Leestekst -
= = = = =

In het West-Brabantse Made heeft melkveehouder Erik van Oosterhout inmiddels al 17 jaar ervaring met de teelt van eiwitrijke krachtvoervervangers. Sinds enkele jaren zet hij vooral in op de mengteelt winterveldboon en wintertarwe.

Op het familiebedrijf ‘Kaasboerderij ’t Bosch’ melkt Erik samen met zijn vrouw Lisette en twee zoons 95 melkkoeien. Ook Eriks ouders en een aantal medewerkers helpen mee. “We hebben al sinds 1995 een kaasmakerij, waarin we een klein gedeelte van onze melk verwerken en aan huis verkopen. De rest van onze melk leveren we aan FrieslandCampina.” Het rantsoen omvat 60% gras, dat via beweiding en zomerstalvoeren zoveel mogelijk vers wordt verstrekt, aangevuld met 30% snijmaïs en 10% krachtvoer. De koeien produceren er zo’n 8.000 liter melk met 3,70% eiwit en tussen de 4 en 5% vet van, bij een ureum van 17.

= = = = =

Studiemateriaal -

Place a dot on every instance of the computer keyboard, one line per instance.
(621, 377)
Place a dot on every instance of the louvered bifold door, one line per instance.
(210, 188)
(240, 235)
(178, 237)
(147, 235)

= = = = =

Uw opdrachten -
(a) Neem het gedeelte van de leestekst letterlijk over dat begint bij "In het West-Brabantse" en doorloopt tot en met "ureum van 17.".
(b) Beantwoord aan de hand van de leestekst de volgende vragen:
(i) Hoeveel jaar ervaring heeft Erik van Oosterhout met de teelt van eiwitrijke krachtvoervervangers?
(ii) Sinds welk jaar beschikt het bedrijf over een kaasmakerij?
(iii) Welk percentage van het rantsoen bestaat uit snijmaïs?

Uitwerking opdrachten -
(a)
In het West-Brabantse Made heeft melkveehouder Erik van Oosterhout inmiddels al 17 jaar ervaring met de teelt van eiwitrijke krachtvoervervangers. Sinds enkele jaren zet hij vooral in op de mengteelt winterveldboon en wintertarwe.

Op het familiebedrijf ‘Kaasboerderij ’t Bosch’ melkt Erik samen met zijn vrouw Lisette en twee zoons 95 melkkoeien. Ook Eriks ouders en een aantal medewerkers helpen mee. “We hebben al sinds 1995 een kaasmakerij, waarin we een klein gedeelte van onze melk verwerken en aan huis verkopen. De rest van onze melk leveren we aan FrieslandCampina.” Het rantsoen omvat 60% gras, dat via beweiding en zomerstalvoeren zoveel mogelijk vers wordt verstrekt, aangevuld met 30% snijmaïs en 10% krachtvoer. De koeien produceren er zo’n 8.000 liter melk met 3,70% eiwit en tussen de 4 en 5% vet van, bij een ureum van 17.

(b)
(i) 17 jaar.
(ii) Sinds 1995.
(iii) 30%.